Task material Block Start

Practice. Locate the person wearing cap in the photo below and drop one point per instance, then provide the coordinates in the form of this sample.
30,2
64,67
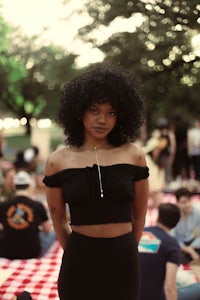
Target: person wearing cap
23,220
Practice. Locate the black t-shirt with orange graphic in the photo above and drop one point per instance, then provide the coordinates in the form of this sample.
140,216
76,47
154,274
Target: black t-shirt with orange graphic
21,218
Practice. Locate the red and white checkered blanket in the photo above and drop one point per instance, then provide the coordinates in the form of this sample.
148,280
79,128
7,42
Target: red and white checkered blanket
37,276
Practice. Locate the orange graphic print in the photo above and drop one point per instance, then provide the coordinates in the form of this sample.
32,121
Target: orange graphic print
20,216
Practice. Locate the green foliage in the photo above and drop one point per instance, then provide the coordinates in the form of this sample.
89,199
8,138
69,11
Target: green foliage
31,75
159,50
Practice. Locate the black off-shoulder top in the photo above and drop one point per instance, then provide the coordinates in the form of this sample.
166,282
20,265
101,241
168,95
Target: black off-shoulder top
81,190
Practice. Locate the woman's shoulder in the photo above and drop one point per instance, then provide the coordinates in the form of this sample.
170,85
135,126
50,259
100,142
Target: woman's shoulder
54,163
136,154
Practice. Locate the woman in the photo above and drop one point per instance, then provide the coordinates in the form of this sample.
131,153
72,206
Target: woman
103,178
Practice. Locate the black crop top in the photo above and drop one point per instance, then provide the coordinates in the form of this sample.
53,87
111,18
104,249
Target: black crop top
81,191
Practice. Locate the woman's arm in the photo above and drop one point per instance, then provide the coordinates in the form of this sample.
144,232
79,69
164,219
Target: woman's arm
55,201
139,208
59,216
140,200
170,281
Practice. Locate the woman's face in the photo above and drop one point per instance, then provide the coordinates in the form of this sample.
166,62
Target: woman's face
99,120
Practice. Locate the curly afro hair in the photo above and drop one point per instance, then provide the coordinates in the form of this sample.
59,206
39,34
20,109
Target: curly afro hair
102,83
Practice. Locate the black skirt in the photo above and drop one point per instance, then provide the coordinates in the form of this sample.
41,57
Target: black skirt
99,268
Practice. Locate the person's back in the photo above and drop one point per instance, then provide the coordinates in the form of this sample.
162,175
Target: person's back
159,256
21,217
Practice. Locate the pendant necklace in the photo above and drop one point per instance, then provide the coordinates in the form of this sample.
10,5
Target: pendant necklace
98,168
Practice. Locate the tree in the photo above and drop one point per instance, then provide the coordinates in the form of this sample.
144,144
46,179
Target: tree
32,75
159,50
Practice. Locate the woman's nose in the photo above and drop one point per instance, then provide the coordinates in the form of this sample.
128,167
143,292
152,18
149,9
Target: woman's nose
101,118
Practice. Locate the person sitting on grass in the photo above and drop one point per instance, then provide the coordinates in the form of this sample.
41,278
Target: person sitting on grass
27,231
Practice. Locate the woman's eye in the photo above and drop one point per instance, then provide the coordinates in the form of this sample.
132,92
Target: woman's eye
112,113
93,110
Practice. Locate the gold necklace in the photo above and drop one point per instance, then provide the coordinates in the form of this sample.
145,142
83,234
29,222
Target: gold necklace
98,167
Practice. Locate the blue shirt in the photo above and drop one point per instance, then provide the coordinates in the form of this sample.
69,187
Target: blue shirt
188,230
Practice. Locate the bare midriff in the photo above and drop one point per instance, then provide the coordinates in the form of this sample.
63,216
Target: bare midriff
103,230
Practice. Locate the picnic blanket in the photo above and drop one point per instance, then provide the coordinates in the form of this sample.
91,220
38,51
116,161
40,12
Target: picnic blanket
37,276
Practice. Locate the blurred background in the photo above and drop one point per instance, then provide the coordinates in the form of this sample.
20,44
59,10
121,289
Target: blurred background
44,44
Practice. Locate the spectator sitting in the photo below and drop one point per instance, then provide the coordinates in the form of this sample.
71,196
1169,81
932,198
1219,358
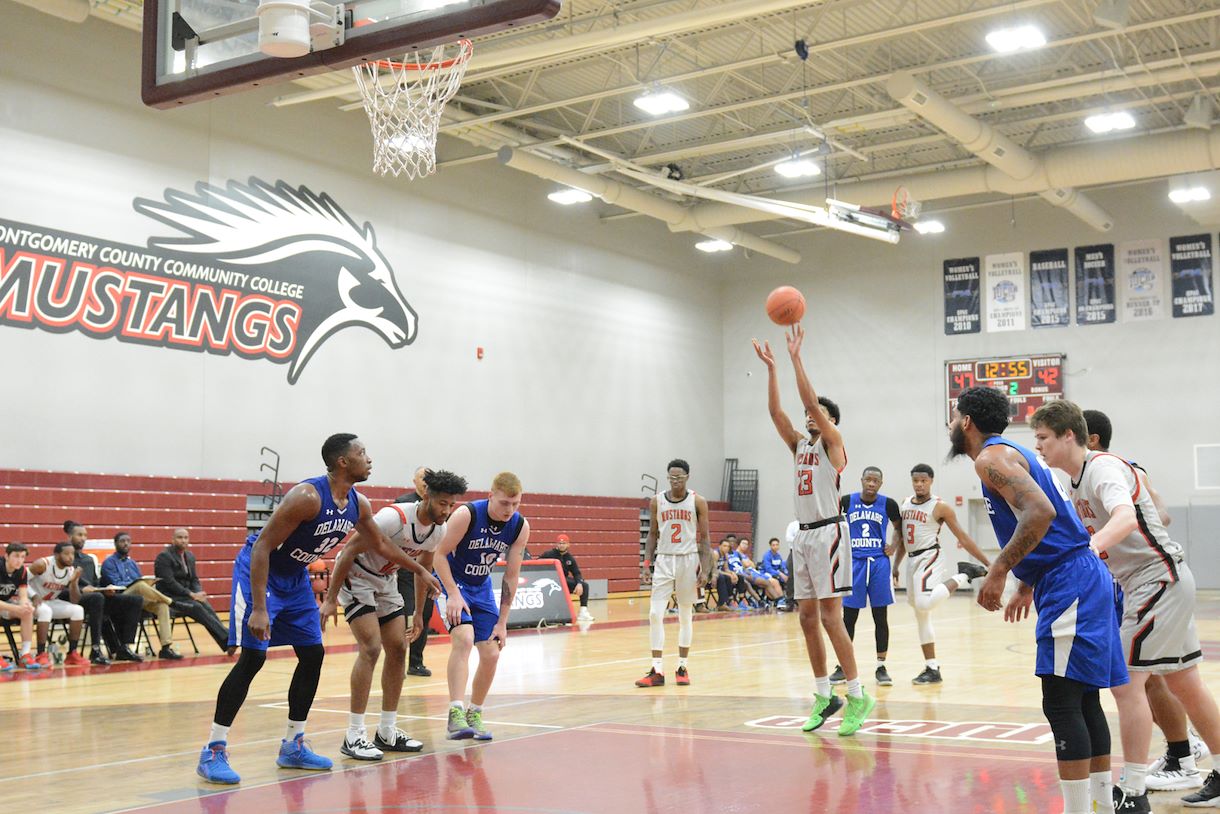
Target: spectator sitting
765,582
177,579
48,579
120,570
576,582
100,604
15,604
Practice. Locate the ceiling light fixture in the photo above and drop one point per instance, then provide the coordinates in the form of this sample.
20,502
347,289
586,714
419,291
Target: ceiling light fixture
798,167
1118,120
1016,38
1188,194
570,195
659,103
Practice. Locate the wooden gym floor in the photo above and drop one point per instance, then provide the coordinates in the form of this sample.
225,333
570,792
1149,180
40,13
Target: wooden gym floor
572,734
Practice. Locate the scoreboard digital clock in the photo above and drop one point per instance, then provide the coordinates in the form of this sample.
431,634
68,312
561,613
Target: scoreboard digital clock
1029,381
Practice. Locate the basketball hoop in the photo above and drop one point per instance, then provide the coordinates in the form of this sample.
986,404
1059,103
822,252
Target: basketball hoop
903,206
404,101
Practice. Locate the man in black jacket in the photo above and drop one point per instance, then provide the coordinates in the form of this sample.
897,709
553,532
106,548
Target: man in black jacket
576,582
175,569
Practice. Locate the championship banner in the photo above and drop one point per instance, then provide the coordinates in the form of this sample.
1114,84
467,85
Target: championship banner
961,297
1048,289
1142,280
1005,291
1190,272
258,271
1094,284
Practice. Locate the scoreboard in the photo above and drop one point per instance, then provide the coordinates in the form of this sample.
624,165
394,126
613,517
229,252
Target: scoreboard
1029,381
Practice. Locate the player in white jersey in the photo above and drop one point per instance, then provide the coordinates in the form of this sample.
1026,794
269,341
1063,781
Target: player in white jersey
680,542
366,582
821,555
1166,771
1158,614
930,576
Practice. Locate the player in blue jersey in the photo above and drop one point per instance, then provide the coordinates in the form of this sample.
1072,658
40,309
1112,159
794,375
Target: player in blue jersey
868,513
478,535
1047,549
273,602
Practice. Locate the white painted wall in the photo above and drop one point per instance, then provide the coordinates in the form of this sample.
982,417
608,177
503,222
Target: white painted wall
602,343
876,345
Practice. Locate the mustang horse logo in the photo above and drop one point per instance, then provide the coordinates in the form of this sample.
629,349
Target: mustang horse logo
298,237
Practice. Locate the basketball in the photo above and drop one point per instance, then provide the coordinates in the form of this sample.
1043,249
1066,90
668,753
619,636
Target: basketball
786,305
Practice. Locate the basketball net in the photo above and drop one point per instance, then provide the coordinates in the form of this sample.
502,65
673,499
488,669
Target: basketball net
404,101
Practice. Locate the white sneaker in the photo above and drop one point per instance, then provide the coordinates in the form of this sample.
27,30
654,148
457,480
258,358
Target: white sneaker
361,749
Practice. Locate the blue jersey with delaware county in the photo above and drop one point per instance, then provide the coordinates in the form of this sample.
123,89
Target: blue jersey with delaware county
866,522
483,543
312,540
1065,536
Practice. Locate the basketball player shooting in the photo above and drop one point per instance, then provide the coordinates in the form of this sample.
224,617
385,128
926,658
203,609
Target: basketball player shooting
821,565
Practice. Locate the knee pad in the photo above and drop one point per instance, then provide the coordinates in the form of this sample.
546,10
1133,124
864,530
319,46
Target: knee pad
1064,707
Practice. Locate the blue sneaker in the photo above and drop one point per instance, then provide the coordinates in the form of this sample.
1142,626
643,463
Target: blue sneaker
214,765
297,754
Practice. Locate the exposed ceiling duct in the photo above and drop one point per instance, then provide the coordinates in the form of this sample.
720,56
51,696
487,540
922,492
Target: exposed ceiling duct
991,145
619,194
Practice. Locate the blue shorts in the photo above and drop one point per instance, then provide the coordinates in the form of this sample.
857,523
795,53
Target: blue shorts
1077,635
484,613
870,582
290,608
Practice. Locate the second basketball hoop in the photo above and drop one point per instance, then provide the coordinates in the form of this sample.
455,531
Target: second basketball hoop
404,101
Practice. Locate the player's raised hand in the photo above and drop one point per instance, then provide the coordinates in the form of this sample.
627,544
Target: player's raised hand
796,334
764,352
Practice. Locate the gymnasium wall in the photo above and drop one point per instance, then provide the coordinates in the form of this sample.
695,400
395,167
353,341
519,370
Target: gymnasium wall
875,344
602,343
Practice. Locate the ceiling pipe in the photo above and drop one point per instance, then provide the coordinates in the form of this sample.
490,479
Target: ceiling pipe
75,11
990,144
619,194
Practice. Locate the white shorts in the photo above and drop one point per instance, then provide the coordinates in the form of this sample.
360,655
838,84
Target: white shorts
367,593
821,563
925,571
677,574
1158,625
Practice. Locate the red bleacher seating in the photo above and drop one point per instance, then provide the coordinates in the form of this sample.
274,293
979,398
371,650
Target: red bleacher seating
34,504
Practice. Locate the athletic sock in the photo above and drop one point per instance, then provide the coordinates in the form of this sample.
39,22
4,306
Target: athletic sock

Task material Block End

**Task details**. If a line in the material above holds the word "below", count it, then give the total as a bare number.

**Answer to the problem**. 2